[Work to complete]:
**A)** Output the part of the Betula pendula abstract between "Do stomata operate" and "Tartu 51014, Estonia.", inclusive.
**B)** According to the Betula pendula abstract, which two stomatal dimensions decreased with declining light availability?

[Passage to read]:
☆ ☆ ☆ ☆ ☆
Do stomata operate at the same relative opening range along a canopy profile of Betula pendula?
Eve Eensalu A C , Priit Kupper A , Arne Sellin A , Märt Rahi B , Anu Sõber A and Olevi Kull AA Institute of Ecology and Earth Sciences, Department of Botany, University of Tartu, Lai 40, Tartu 51005, Estonia.
B Institute of Agricultural and Environmental Sciences, Estonian University of Life Sciences, Riia 181, Tartu 51014, Estonia.
C Corresponding author. Email: eve.eensalu@ut.ee
Functional Plant Biology 35(2) 103-110 https://doi.org/10.1071/FP07258
Submitted: 2 November 2007 Accepted: 15 January 2008 Published: 19 March 2008
Abstract
Stomatal density and size were measured along the light gradient of a Betula pendula Roth. canopy in relation to microclimatic conditions. The theoretical stomatal conductance was calculated using stomatal density and dimensions to predict to what degree stomatal conductance is related to anatomical properties and relative stomatal opening. Stomatal density was higher and leaf area smaller in the upper canopy, whereas epidermal cell density did not change significantly along the canopy light gradient, indicating that stomatal initiation is responsible for differences in stomatal density. Stomatal dimensions – the length of guard cell on the dorsal side and the guard cell width – decreased with declining light availability. Maximum measured stomatal conductance and modelled stomatal conductance were higher at the top of the crown. The stomata operate closer to their maximum openness and stomatal morphology is a more important determinant of stomatal conductance in the top leaves than in leaves of lower canopy. As stomata usually limit photosynthesis more in upper than in lower canopy, it was concluded that stomatal morphology can principally be important for photosynthesis limitation in upper canopy.
☆ ☆ ☆ ☆ ☆
Lines excerpted from a collection
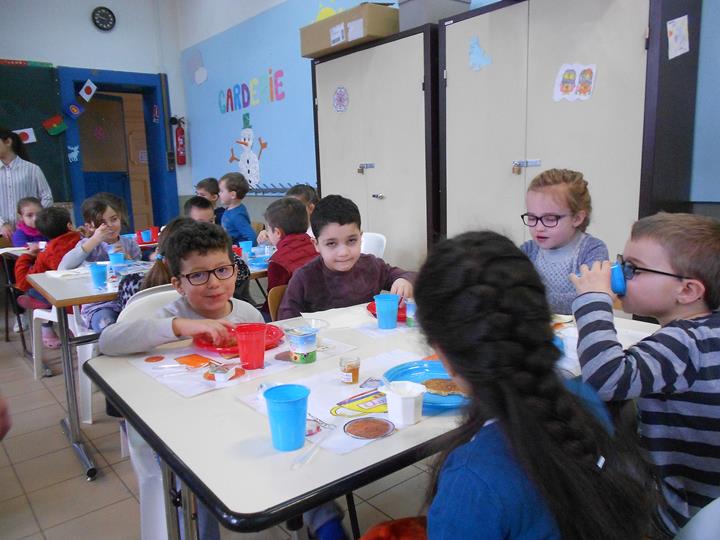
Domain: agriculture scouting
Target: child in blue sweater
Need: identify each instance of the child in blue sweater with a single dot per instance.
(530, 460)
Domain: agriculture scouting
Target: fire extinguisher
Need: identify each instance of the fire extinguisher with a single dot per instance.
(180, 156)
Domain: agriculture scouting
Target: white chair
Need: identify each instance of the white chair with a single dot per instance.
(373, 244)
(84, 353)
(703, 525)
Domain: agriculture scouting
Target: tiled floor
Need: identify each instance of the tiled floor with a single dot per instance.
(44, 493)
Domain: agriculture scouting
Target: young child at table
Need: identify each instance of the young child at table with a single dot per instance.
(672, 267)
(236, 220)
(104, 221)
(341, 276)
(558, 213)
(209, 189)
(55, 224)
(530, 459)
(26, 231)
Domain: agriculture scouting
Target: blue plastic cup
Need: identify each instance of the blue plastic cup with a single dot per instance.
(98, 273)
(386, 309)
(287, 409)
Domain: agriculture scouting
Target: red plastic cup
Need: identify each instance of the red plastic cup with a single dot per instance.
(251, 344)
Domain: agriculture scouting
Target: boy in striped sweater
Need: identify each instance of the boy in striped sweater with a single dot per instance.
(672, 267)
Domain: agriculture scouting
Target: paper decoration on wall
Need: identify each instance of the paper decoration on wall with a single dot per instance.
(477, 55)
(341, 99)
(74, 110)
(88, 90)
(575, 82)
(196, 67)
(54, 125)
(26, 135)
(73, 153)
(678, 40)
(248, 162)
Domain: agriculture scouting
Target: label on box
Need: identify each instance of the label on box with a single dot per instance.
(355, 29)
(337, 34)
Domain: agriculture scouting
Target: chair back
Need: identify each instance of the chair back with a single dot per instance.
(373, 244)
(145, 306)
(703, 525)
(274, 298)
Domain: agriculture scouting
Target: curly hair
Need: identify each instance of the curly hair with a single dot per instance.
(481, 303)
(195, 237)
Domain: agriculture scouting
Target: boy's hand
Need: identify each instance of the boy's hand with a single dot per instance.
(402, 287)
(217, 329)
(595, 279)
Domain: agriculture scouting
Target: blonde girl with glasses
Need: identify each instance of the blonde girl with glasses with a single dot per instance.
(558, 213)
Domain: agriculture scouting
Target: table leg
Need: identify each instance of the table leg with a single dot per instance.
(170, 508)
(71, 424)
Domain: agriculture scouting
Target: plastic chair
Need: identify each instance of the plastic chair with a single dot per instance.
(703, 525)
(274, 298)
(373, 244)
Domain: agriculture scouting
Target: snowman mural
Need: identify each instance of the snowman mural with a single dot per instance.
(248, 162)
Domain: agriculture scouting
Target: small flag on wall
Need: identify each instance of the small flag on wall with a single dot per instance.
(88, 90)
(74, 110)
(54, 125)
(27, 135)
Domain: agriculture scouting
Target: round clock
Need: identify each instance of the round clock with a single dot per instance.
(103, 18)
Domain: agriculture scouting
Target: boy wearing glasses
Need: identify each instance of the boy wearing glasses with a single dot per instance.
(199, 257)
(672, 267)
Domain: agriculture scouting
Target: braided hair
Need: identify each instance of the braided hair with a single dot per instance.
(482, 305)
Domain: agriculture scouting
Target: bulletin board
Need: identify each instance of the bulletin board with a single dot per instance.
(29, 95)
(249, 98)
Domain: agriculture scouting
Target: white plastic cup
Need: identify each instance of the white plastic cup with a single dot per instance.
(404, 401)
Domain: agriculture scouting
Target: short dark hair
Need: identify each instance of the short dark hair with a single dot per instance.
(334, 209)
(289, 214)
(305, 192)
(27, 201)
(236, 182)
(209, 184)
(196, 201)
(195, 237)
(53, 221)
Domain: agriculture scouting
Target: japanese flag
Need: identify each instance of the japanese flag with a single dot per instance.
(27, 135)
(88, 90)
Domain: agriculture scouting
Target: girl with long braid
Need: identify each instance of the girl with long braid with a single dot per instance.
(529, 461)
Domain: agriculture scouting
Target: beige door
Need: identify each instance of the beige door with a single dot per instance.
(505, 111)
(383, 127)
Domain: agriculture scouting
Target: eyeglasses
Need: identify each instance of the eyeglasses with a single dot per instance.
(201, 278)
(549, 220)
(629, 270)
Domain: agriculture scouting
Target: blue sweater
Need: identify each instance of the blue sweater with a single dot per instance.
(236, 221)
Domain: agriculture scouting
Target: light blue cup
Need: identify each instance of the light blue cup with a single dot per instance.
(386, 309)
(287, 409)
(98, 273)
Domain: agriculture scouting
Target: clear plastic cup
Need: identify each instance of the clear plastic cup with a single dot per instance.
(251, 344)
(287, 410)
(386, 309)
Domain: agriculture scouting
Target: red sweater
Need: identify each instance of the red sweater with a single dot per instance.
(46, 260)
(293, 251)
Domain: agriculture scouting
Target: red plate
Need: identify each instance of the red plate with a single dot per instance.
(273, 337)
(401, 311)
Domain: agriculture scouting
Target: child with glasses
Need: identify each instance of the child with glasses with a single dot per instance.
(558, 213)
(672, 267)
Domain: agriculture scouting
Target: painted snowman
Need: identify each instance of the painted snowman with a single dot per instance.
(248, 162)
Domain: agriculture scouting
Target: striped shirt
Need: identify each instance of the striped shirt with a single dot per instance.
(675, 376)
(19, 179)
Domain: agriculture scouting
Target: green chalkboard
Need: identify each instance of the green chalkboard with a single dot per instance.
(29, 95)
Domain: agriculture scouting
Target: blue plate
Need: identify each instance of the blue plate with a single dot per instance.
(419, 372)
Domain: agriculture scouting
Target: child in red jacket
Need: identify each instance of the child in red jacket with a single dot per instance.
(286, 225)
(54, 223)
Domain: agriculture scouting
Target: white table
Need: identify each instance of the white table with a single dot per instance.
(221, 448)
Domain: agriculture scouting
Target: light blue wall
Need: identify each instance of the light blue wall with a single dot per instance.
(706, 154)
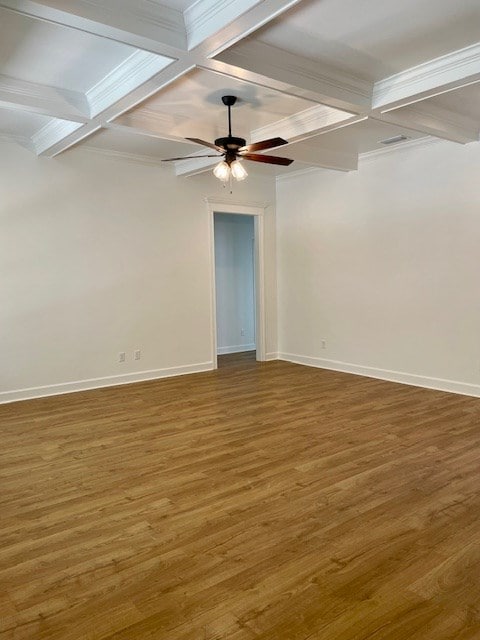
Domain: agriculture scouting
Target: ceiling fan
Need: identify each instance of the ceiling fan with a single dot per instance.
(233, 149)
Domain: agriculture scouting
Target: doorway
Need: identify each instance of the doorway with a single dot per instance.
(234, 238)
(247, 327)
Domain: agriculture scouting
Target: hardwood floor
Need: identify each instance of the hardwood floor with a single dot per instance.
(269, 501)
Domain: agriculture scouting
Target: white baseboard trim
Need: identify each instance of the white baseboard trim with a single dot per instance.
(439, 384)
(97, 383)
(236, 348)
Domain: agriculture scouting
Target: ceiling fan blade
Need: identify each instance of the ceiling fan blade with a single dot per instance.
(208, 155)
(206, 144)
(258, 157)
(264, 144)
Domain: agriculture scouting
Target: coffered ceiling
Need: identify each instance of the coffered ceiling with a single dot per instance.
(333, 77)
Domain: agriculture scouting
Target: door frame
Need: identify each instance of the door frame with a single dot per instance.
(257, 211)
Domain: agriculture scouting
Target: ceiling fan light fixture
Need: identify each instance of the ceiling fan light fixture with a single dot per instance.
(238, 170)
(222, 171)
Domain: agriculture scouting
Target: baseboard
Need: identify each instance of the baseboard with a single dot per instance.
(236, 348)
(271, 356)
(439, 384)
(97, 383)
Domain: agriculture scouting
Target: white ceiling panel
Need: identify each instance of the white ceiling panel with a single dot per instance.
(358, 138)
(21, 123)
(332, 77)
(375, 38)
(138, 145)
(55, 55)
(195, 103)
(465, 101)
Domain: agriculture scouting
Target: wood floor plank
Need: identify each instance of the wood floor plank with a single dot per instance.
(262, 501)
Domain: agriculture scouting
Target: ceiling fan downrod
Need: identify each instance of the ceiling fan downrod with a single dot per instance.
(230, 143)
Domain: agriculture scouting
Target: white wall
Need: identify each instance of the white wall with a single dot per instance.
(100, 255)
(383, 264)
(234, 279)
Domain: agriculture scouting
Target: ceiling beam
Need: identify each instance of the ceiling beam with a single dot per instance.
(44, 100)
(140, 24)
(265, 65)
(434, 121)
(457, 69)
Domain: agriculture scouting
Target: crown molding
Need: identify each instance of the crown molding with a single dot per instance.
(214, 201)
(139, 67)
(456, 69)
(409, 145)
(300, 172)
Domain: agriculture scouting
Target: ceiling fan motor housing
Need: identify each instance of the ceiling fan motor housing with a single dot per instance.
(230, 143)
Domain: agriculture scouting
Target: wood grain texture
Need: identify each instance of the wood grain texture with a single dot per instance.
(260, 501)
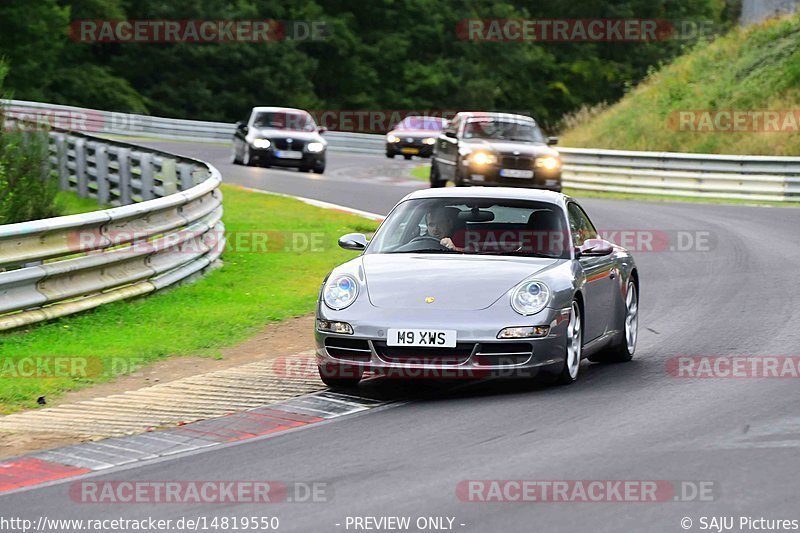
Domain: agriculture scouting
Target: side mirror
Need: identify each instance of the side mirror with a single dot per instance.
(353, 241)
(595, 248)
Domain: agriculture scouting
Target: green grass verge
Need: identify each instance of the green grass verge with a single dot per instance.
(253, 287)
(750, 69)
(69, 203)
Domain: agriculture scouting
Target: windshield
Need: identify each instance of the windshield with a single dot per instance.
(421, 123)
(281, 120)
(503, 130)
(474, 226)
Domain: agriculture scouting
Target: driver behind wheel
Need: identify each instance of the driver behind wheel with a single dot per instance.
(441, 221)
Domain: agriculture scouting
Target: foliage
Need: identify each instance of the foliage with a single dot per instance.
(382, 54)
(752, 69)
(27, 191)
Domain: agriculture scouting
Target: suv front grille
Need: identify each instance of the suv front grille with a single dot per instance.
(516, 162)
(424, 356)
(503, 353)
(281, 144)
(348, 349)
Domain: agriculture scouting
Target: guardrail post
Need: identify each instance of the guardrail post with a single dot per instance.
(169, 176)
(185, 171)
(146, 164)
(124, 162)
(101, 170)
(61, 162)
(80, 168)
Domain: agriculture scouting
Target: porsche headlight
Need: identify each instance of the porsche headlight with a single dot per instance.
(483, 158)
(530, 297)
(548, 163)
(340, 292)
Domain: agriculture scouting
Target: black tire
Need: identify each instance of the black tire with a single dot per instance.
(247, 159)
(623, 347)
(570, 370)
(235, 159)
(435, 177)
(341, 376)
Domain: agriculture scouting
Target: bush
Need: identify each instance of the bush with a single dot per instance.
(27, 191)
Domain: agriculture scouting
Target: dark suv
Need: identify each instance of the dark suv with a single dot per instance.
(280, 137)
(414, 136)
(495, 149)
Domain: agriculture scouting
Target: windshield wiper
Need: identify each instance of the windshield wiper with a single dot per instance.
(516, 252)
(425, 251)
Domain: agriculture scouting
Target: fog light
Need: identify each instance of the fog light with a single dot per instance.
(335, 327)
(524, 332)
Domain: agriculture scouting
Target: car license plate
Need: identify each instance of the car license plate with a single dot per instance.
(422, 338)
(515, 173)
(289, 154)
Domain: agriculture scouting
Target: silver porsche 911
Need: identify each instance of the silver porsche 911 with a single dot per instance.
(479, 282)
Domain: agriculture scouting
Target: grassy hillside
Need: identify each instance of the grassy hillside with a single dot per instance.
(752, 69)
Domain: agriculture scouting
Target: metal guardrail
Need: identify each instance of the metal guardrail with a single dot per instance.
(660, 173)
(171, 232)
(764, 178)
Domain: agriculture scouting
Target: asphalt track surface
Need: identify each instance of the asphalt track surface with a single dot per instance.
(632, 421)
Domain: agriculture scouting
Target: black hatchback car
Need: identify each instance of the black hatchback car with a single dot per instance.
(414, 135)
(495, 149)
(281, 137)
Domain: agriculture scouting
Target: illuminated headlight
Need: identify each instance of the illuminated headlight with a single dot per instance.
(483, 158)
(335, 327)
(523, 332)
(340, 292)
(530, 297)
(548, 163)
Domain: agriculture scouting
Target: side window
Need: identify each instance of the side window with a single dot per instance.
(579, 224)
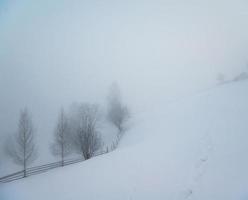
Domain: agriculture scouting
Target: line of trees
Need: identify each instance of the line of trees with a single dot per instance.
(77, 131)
☆ ☆ ☆ ☆ ☆
[Task-by-task results]:
**A)**
Do stomata operate at the same relative opening range along a canopy profile of Betula pendula?
Eve Eensalu A C , Priit Kupper A , Arne Sellin A , Märt Rahi B , Anu Sõber A and Olevi Kull AA Institute of Ecology and Earth Sciences, Department of Botany, University of Tartu, Lai 40, Tartu 51005, Estonia.
B Institute of Agricultural and Environmental Sciences, Estonian University of Life Sciences, Riia 181, Tartu 51014, Estonia.

**B)** The length of the guard cell on the dorsal side and the guard cell width.